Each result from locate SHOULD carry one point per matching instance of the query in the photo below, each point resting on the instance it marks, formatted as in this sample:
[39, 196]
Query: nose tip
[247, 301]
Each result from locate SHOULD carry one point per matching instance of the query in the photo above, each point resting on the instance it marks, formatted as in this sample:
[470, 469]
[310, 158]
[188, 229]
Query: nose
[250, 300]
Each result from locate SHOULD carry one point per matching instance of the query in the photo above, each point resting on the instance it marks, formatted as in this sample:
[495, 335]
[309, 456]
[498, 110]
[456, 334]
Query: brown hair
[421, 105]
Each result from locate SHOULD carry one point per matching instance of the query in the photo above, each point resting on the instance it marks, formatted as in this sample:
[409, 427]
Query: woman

++++++

**The task:** Render every line of the data above as a Markdown table with the columns Row and Line, numbering the rows in order and leaving out blank lines.

**Answer to this task:**
| Row | Line |
|---|---|
| 1 | Each result from locate SHOULD carry one point per matching instance of the query in the photo below, each point resting on the instance it marks, formatted as in this sample: |
| 2 | [39, 196] |
| 3 | Query: nose tip |
| 4 | [247, 301] |
| 5 | Each result from locate SHOULD carry one point per matching instance of the query in the photo above, each point resting on the instance it marks, formatted as in this sample: |
| 6 | [470, 469] |
| 7 | [310, 158] |
| 8 | [188, 229] |
| 9 | Query: nose |
| 10 | [250, 300] |
| 11 | Each result from locate SHOULD carry one point per matching instance of the query in the photo above, each point resting on the instance it marks, formatted as in this sample: |
| 12 | [495, 335] |
| 13 | [309, 456] |
| 14 | [498, 110] |
| 15 | [456, 334] |
| 16 | Query: brown hair |
| 17 | [421, 105] |
| 18 | Each result from locate SHOULD carry one point per matching instance of the query in the photo above, each point resting on the instance it marks, formatted as in this sample: |
| 19 | [409, 427] |
| 20 | Query: woman |